▸ Data supplied:
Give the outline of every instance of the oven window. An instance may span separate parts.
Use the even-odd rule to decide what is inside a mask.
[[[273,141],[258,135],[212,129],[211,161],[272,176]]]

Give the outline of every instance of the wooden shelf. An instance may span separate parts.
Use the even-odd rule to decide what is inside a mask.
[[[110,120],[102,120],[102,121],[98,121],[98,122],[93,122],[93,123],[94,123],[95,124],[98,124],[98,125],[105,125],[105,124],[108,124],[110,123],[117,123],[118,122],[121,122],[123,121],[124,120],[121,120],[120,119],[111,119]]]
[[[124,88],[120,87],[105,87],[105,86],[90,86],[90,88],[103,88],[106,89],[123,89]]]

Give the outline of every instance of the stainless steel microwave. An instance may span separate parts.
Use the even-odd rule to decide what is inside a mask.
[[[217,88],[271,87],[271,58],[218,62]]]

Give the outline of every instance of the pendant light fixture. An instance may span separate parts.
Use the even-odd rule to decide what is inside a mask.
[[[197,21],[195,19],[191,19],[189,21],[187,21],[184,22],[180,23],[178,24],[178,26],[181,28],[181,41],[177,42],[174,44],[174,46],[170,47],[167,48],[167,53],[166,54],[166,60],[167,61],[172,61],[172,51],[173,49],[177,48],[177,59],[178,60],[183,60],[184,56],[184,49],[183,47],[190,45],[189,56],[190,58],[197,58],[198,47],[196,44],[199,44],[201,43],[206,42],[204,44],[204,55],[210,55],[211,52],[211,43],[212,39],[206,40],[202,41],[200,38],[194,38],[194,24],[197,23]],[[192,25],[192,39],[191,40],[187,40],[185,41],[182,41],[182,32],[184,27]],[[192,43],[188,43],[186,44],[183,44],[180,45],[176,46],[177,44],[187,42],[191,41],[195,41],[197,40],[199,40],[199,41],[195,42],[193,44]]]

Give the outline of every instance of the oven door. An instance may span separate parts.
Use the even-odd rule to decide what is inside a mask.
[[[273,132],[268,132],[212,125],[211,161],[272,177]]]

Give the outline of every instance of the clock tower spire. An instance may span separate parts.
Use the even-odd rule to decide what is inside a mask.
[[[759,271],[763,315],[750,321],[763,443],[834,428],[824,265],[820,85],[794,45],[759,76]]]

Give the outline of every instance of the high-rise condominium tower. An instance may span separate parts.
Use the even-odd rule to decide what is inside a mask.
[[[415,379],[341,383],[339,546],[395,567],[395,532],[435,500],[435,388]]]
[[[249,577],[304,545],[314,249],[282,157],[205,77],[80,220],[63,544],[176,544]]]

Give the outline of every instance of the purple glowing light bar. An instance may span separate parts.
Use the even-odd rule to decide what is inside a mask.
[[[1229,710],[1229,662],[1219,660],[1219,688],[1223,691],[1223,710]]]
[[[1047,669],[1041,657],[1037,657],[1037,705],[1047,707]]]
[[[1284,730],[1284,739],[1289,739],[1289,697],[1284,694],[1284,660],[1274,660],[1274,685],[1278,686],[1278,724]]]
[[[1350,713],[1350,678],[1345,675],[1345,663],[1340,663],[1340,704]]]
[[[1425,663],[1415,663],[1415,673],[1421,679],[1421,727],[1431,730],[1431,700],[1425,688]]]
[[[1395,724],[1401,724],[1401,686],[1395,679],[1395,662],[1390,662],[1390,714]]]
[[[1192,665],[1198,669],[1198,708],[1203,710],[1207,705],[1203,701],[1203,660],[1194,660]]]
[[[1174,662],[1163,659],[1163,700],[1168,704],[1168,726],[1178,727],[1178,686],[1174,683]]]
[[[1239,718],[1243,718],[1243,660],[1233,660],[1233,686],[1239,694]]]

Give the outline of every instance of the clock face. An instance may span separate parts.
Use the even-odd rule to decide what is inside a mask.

▸ What is expected:
Could you rewrite every line of the items above as one numbered list, skipping the blank lines?

▸ Solution to the problem:
1. Give the outline of every instance of the oven window. An instance may span separate parts.
2. Use the even-odd rule to decide what is inside a mask.
3. [[[273,141],[258,135],[212,129],[211,161],[272,176]]]
4. Give the outline of every instance of the wooden shelf. An instance may span separate parts.
5. Use the even-odd rule to decide what is inside a mask.
6. [[[110,120],[102,120],[102,121],[98,121],[98,122],[93,122],[93,123],[94,123],[95,124],[98,124],[98,125],[105,125],[105,124],[108,124],[110,123],[117,123],[118,122],[121,122],[123,121],[124,120],[121,120],[120,119],[111,119]]]
7. [[[124,88],[120,87],[105,87],[105,86],[90,86],[90,88],[103,88],[106,89],[123,89]]]
8. Give the outline of every instance of the stainless steel microwave. An instance may span separate parts.
9. Use the even-odd rule to decide what is inside a mask.
10. [[[217,88],[271,87],[271,58],[218,62]]]
11. Give the outline of every instance of the pendant light fixture. An instance may span separate parts.
12. Use the even-odd rule to decide what is inside a mask.
13. [[[197,21],[195,19],[191,19],[189,21],[187,21],[184,22],[180,23],[178,24],[178,26],[181,28],[181,41],[177,42],[174,44],[174,46],[170,47],[167,48],[167,53],[166,54],[166,60],[167,61],[172,61],[172,51],[173,49],[177,48],[177,59],[178,60],[183,60],[184,56],[184,49],[183,47],[190,45],[189,56],[190,58],[197,58],[198,47],[196,44],[199,44],[201,43],[206,42],[204,44],[204,55],[210,55],[211,52],[211,43],[212,39],[206,40],[202,41],[200,38],[194,38],[194,24],[197,23]],[[192,25],[192,39],[191,40],[187,40],[185,41],[182,41],[182,32],[184,27]],[[192,43],[188,43],[186,44],[183,44],[180,45],[176,46],[177,44],[187,42],[191,41],[195,41],[197,40],[199,40],[199,41],[195,42],[193,44]]]
14. Give the outline of every instance of the oven door. An instance may span separate parts.
15. Use the even-odd rule to decide what is inside a mask.
16. [[[273,132],[268,132],[212,125],[211,161],[272,177]]]
17. Give the outline of every instance of the clock tower spire. An instance may span separate parts.
18. Use the even-odd rule to decide what is inside a mask.
19. [[[759,271],[763,315],[750,321],[763,443],[834,428],[824,265],[820,85],[794,45],[759,76]]]
20. Give the outline of every instance of the high-rise condominium tower. An instance may span separate parts.
21. Use the even-odd rule to decide what is inside a mask.
22. [[[415,379],[341,383],[339,546],[395,567],[395,532],[435,500],[435,388]]]
23. [[[249,577],[304,545],[314,249],[282,157],[205,77],[80,220],[63,544],[176,544]]]
24. Give the outline of every instance of the purple glowing light bar. An instance may span separate parts.
25. Use the even-odd rule to decide what is inside a mask.
26. [[[1229,710],[1229,662],[1219,660],[1219,688],[1223,691],[1223,710]]]
27. [[[1047,669],[1041,657],[1037,657],[1037,705],[1047,707]]]
28. [[[1284,730],[1284,739],[1289,739],[1289,697],[1284,694],[1284,660],[1274,660],[1274,685],[1278,686],[1278,724]]]
29. [[[1350,713],[1350,678],[1345,675],[1345,663],[1340,663],[1340,704]]]
30. [[[1425,663],[1415,663],[1415,673],[1421,679],[1421,727],[1431,730],[1431,700],[1425,688]]]
31. [[[1395,724],[1401,724],[1401,686],[1395,679],[1395,662],[1390,662],[1390,714]]]
32. [[[1192,665],[1198,669],[1198,708],[1203,710],[1207,705],[1203,701],[1203,660],[1194,660]]]
33. [[[1174,662],[1163,659],[1163,700],[1168,704],[1168,726],[1178,727],[1178,686],[1174,683]]]
34. [[[1239,718],[1243,718],[1243,660],[1233,660],[1233,686],[1239,694]]]
35. Give the outline of every instance of the clock face. An instance may span separate parts.
36. Use the even-odd rule to decide what is inside a mask.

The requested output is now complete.